» THE EXERCISE: Every line from the line containing "Identify each instance of the young" through the final line below is to be repeated exactly; no other line is.

» DATA FOR THIS TASK:
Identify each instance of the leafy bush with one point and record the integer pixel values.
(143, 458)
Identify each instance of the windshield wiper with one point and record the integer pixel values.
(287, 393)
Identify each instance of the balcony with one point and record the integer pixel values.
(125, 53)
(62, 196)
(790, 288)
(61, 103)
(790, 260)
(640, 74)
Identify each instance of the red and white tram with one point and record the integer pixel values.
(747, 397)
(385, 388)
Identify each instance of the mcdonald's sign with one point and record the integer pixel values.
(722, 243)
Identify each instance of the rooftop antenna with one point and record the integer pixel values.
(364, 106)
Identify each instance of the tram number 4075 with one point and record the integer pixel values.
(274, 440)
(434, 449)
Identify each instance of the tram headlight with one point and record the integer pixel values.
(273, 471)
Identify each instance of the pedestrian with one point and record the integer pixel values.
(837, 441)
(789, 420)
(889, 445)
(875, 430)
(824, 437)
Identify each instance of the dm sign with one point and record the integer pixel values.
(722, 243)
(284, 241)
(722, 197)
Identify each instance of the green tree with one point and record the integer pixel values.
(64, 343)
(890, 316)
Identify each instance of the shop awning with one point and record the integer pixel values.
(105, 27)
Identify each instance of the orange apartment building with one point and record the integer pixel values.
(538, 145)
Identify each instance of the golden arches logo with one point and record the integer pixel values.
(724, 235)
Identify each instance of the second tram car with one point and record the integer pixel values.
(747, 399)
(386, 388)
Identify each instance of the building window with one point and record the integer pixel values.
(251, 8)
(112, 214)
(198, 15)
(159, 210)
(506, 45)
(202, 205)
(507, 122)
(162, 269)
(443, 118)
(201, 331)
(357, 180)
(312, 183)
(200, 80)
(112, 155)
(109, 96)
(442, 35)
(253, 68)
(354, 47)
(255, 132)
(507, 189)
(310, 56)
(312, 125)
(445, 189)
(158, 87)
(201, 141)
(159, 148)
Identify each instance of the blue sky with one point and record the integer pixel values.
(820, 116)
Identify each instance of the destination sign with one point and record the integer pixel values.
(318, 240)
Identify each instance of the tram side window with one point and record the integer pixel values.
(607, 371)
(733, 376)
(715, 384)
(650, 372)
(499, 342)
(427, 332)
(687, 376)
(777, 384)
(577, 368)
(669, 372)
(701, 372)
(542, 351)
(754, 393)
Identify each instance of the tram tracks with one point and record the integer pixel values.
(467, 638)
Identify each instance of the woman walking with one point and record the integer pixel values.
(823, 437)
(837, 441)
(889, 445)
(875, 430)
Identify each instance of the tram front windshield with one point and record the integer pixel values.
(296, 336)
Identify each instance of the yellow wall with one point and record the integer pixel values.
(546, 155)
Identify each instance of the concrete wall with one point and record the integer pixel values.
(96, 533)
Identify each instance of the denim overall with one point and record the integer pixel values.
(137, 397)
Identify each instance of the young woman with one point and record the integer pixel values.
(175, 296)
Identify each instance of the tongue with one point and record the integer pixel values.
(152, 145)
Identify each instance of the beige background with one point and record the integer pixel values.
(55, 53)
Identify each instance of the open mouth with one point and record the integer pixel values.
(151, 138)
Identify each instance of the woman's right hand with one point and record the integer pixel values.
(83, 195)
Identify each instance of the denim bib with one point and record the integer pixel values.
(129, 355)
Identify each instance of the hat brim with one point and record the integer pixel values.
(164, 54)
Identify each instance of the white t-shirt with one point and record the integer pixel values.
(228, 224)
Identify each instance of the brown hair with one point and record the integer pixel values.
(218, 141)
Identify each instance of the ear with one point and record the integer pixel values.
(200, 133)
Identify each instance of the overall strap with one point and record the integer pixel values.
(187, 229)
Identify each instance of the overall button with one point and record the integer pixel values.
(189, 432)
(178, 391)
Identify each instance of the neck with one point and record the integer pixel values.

» SOLUTION TO THE EXERCISE:
Identify each instance of the young woman with one point and record the integer pixel values.
(175, 296)
Identify each instance of the tongue with one point and record the integer pixel values.
(152, 145)
Identify each instance of the beige background with one point and record the integer pixel values.
(55, 53)
Identify each instance of the open mouth with one point and record the integer pixel values.
(151, 138)
Identify each instance of the woman's right hand with one point and record the integer pixel values.
(83, 195)
Identify each instance of the denim bib with one point and record the integer pixel values.
(129, 355)
Identify each instance of the hat brim with one point and record the integer pixel values.
(164, 54)
Identify each instance of the white t-shirt with one point and record the integer pixel values.
(228, 224)
Identify each instance of the brown hair with one point and record the integer pixel values.
(218, 141)
Identify each instance of the ear with one point and record the integer pixel values.
(200, 133)
Identify each instance of the overall strap with one point and record the integer pixel values.
(187, 229)
Identify each instance of the overall button with one point and record the integer pixel values.
(189, 432)
(178, 391)
Identify each instance of the neck with one point and record the integer pixel values.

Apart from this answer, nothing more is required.